> **What is required**
Transcribe the records exactly. Pictures do not belong in the transcription.

═══ Input material

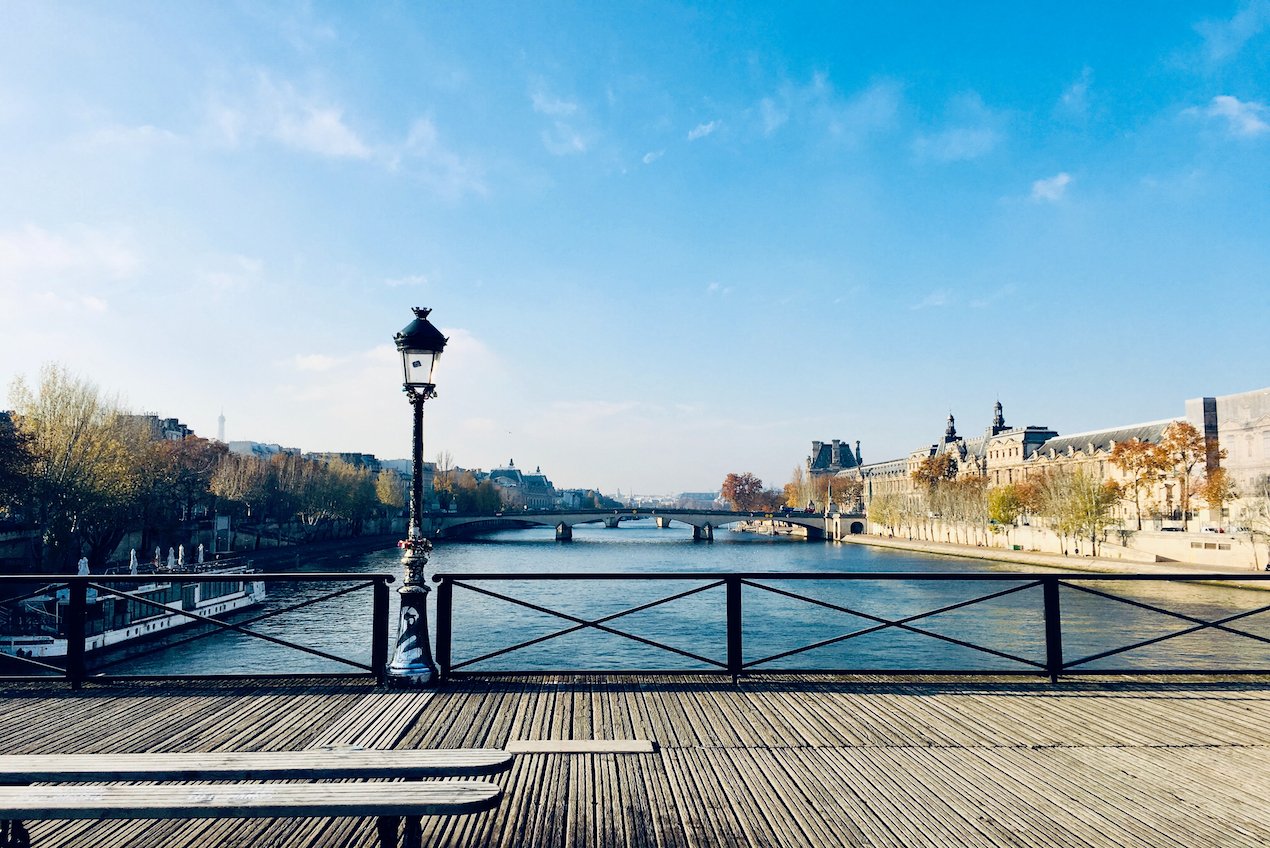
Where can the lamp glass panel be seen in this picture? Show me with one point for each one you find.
(418, 366)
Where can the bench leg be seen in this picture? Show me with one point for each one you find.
(413, 833)
(387, 828)
(13, 834)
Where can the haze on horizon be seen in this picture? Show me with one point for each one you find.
(667, 241)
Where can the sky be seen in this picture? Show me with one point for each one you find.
(667, 241)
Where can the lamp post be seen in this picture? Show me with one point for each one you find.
(421, 345)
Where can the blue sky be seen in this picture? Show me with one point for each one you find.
(668, 241)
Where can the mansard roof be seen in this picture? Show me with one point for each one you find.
(822, 457)
(1105, 439)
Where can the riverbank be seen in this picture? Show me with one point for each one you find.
(333, 550)
(1101, 565)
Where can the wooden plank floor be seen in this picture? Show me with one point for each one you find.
(774, 762)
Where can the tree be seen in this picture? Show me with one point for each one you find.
(798, 490)
(390, 489)
(1005, 505)
(1142, 463)
(1184, 448)
(1078, 505)
(14, 465)
(935, 469)
(1217, 490)
(85, 476)
(887, 510)
(742, 490)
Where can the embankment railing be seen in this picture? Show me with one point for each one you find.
(1036, 615)
(71, 618)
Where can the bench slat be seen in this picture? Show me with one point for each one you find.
(254, 766)
(247, 800)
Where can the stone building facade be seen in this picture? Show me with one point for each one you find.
(1238, 424)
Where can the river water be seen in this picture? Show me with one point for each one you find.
(772, 622)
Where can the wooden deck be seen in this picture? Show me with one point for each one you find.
(789, 762)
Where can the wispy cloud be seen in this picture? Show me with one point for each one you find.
(277, 111)
(234, 273)
(970, 132)
(1242, 118)
(1224, 38)
(545, 103)
(1052, 188)
(819, 104)
(934, 300)
(1075, 100)
(702, 130)
(42, 271)
(567, 133)
(33, 251)
(424, 156)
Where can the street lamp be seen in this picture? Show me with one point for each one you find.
(421, 345)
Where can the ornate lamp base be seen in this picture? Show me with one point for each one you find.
(412, 662)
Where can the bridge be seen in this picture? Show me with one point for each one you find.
(702, 522)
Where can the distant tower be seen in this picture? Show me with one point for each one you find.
(998, 419)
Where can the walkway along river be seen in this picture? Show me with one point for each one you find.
(696, 623)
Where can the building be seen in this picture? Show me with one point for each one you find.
(1237, 424)
(259, 450)
(164, 428)
(1240, 424)
(357, 460)
(520, 489)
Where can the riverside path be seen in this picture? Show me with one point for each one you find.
(694, 762)
(704, 522)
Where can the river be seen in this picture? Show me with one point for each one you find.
(772, 622)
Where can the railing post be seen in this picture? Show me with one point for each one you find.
(76, 616)
(445, 623)
(1053, 629)
(734, 626)
(380, 631)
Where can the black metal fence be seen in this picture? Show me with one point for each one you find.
(1039, 612)
(78, 611)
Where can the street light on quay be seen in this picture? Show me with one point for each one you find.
(421, 345)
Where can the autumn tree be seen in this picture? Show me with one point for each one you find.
(742, 490)
(935, 469)
(1217, 490)
(887, 510)
(390, 489)
(1141, 463)
(14, 465)
(1005, 505)
(798, 490)
(1184, 448)
(1078, 504)
(84, 479)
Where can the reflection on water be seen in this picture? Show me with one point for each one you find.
(1011, 625)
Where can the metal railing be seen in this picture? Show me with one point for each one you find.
(1038, 612)
(75, 613)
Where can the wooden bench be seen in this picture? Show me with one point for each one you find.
(253, 795)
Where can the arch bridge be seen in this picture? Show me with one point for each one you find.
(702, 521)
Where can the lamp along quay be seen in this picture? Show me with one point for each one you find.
(421, 345)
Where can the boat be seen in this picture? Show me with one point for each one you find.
(36, 626)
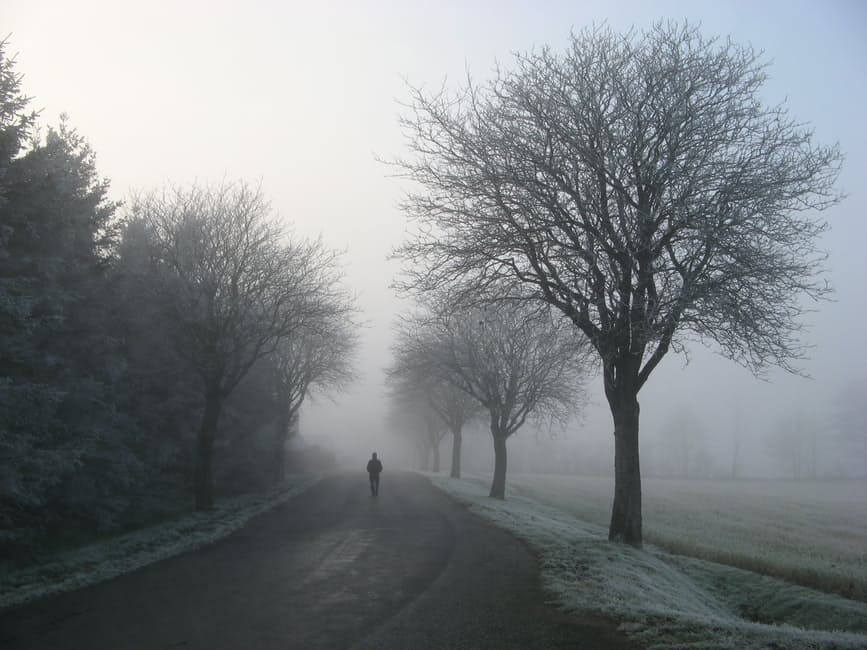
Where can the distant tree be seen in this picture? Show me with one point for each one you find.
(850, 419)
(232, 287)
(794, 443)
(516, 362)
(412, 416)
(681, 440)
(637, 183)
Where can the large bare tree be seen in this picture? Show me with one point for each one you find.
(517, 360)
(638, 183)
(233, 286)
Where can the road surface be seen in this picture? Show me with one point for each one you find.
(332, 568)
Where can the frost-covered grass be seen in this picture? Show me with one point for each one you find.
(660, 599)
(813, 533)
(124, 553)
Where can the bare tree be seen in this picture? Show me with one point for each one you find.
(516, 362)
(232, 285)
(319, 356)
(413, 415)
(637, 183)
(413, 368)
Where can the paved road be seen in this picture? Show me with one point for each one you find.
(332, 568)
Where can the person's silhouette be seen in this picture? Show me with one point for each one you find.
(374, 469)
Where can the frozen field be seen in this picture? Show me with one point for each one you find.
(124, 553)
(665, 600)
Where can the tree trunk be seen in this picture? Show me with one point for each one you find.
(626, 512)
(498, 486)
(457, 439)
(204, 479)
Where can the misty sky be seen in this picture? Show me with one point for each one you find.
(302, 96)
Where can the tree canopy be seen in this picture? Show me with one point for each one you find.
(638, 183)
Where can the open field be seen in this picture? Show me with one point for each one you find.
(664, 600)
(812, 533)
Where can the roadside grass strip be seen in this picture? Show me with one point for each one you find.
(663, 600)
(812, 533)
(125, 553)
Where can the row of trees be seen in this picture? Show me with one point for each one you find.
(637, 184)
(505, 362)
(148, 349)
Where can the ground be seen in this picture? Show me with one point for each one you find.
(331, 568)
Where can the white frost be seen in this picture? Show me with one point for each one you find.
(661, 600)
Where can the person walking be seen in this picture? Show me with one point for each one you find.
(374, 469)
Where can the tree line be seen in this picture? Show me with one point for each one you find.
(636, 184)
(151, 351)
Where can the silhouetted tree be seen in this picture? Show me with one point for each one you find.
(515, 361)
(637, 183)
(232, 286)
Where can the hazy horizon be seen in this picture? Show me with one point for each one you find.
(303, 99)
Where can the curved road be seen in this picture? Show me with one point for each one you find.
(332, 568)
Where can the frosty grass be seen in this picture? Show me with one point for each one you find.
(659, 599)
(117, 555)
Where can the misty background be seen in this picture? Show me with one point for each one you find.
(303, 99)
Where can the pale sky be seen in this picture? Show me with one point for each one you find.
(302, 97)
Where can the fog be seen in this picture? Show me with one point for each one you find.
(304, 99)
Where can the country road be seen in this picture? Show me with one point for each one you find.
(332, 568)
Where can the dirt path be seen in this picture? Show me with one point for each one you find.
(333, 568)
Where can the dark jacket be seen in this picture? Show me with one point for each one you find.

══════

> **Response to this exercise**
Where can the lamp glass panel be seen in this picture? Show me with one point for each one you find.
(418, 366)
Where can the bench leg be seen in this picture? Show me with one point for each one you find.
(413, 833)
(387, 828)
(13, 834)
Where can the haze on horizon be seen in this picture? Show me with one point for each one you find.
(667, 241)
Where can the sky be seen in this picture? Show me with one point for each one you find.
(667, 241)
Where can the lamp post be seen in this picture? Show me with one point for each one you find.
(421, 345)
Where can the blue sky be seen in this picture? Show me with one point for each one you find.
(668, 241)
Where can the mansard roof be seen in this picture? Show me with one point for each one you find.
(822, 457)
(1105, 439)
Where can the riverbank be seen in this picture? Show me with one point for each one you find.
(333, 550)
(1101, 565)
Where can the wooden plank floor be seen in this picture? Show me with one point for each one you find.
(774, 762)
Where can the tree be seen in this picture? Show me with one point for each one you find.
(798, 490)
(390, 489)
(1005, 505)
(1142, 463)
(1184, 448)
(1078, 505)
(14, 465)
(935, 469)
(1217, 490)
(85, 476)
(887, 510)
(742, 490)
Where can the embankment railing be seen in this picture? Show me with one point for each one you find.
(1036, 615)
(71, 618)
Where can the bench slat be seen in this picture? Show me with one point for each one you find.
(254, 766)
(247, 800)
Where can the stone building facade be seen in this picture? Show me with one point for each one you find.
(1238, 424)
Where can the river water be seen in this picture? Show me with one point for each one you find.
(772, 622)
Where can the wooden deck be seen in this picture? Show me with one point for each one you find.
(789, 762)
Where can the wispy cloud be seen in this picture? Show me with one point for each one you find.
(277, 111)
(234, 273)
(970, 132)
(1242, 118)
(1224, 38)
(545, 103)
(1052, 188)
(819, 104)
(934, 300)
(1075, 100)
(702, 130)
(42, 271)
(567, 133)
(33, 251)
(424, 156)
Where can the street lamp be seen in this picture? Show me with one point for each one you find.
(421, 345)
Where can the ornate lamp base be seen in this picture? Show me with one point for each one you find.
(412, 662)
Where can the bridge be seen in this picture? Show me with one point for each one you find.
(702, 522)
Where can the distant tower be seen in this picture? Show me with one point for each one you find.
(998, 419)
Where can the walkway along river be seen in this picture? Show me with one point for each one you find.
(696, 623)
Where can the building be seen in this picture? Show me with one point for each one you find.
(1237, 424)
(259, 450)
(164, 428)
(1240, 424)
(357, 460)
(520, 489)
Where can the riverside path be seen in this picture? Show me with one point for each one you find.
(694, 762)
(704, 522)
Where can the river be seen in this picture? Show me with one point for each one you find.
(772, 622)
Where can the railing post be seen in this picture? Show me with one point for each one you find.
(76, 616)
(445, 623)
(1053, 629)
(734, 626)
(380, 631)
Where can the black metal fence be seen in this picture? Show me with one point for each one you find.
(1039, 612)
(78, 611)
Where can the street light on quay be seen in this picture? Show me with one point for each one you find.
(421, 345)
Where can the autumn tree be seen in this picture? Show me with one point for each one you find.
(742, 490)
(935, 469)
(1217, 490)
(887, 510)
(390, 489)
(1141, 463)
(14, 465)
(1005, 505)
(798, 490)
(1184, 448)
(1078, 504)
(84, 479)
Where can the reflection on water be seen in this picture? Show me with one point for each one you find.
(1011, 625)
Where can the metal railing be seen in this picture? Show me with one point for each one you find.
(1038, 612)
(75, 613)
Where can the wooden bench be seen in this picture? Show me with one point for each one you find.
(253, 795)
Where can the arch bridge be seen in this picture? Show me with one point for each one you find.
(702, 521)
Where can the lamp along quay be seen in this picture? Show me with one point for each one you find.
(421, 345)
Where can the boat be seen in this picture? Show me with one point for each one you find.
(36, 626)
Where can the distant tree be seen in this picture? Show me with one point for each one you find.
(850, 419)
(232, 287)
(794, 443)
(516, 362)
(412, 416)
(681, 440)
(637, 183)
Where can the large bare tree be seen in this picture? Show me with one point for each one you find.
(517, 360)
(638, 183)
(233, 286)
Where can the road surface be seen in this picture? Show me with one point for each one you find.
(332, 568)
Where can the frost-covered grass be seen in this picture? Show me with one point for each one you find.
(660, 599)
(813, 533)
(124, 553)
Where can the bare tree be seen in this picture? Show me with one point for each one you find.
(516, 362)
(232, 285)
(319, 356)
(413, 415)
(637, 183)
(413, 368)
Where can the paved road be seen in this picture? Show me with one point for each one you find.
(332, 568)
Where can the person's silhouette be seen in this picture? Show me with one point for each one you find.
(374, 469)
Where can the frozen field be seen in this picture? Show me with one point for each one you find.
(124, 553)
(665, 600)
Where can the tree trunk be seen in this picture? Show me with one point for each one you find.
(626, 512)
(498, 486)
(457, 439)
(204, 479)
Where can the misty sky be seen in this picture? Show me with one point for each one you find.
(302, 96)
Where can the tree canopy be seen in this picture? Show me with one point for each one you find.
(638, 183)
Where can the open field be seen in this picture? Show me with one point for each one you find.
(664, 600)
(812, 533)
Where can the roadside grass strip be seen in this picture? Show me with one point for each one you find.
(663, 600)
(812, 533)
(125, 553)
Where can the row of trees be seen in this picture? Show me with one point for each one you find.
(637, 184)
(505, 362)
(148, 349)
Where can the ground be seen in this picture? Show me with one point for each one you find.
(331, 568)
Where can the white frost be seen in this picture? Show me with one point for each one you find.
(661, 600)
Where can the person walking be seen in this picture? Show me with one point for each one you find.
(374, 469)
Where can the tree line be seen in this picture? Show me with one point for each one you find.
(636, 184)
(151, 351)
Where can the silhouetted tree be seen in this picture? Show me with one point for each one you find.
(515, 361)
(637, 183)
(232, 286)
Where can the hazy horizon be seen in this picture? Show me with one point for each one you find.
(303, 99)
Where can the curved road be seen in this picture? Show me with one point for each one you find.
(332, 568)
Where can the frosty grass be seen in this picture? Show me with one point for each one you find.
(659, 599)
(117, 555)
Where can the misty background be seen in this picture? Show me with one point for each one you find.
(303, 99)
Where can the pale sky be seen in this picture? Show me with one point for each one you find.
(302, 97)
Where can the fog be seen in this picture? Show me with one point for each one you find.
(304, 99)
Where can the country road be seen in this picture? Show me with one point for each one you find.
(332, 568)
Where can the dirt path be seen in this picture? Show me with one point for each one you find.
(333, 568)
Where can the dark jacket be seen in this picture? Show me with one point for each one you find.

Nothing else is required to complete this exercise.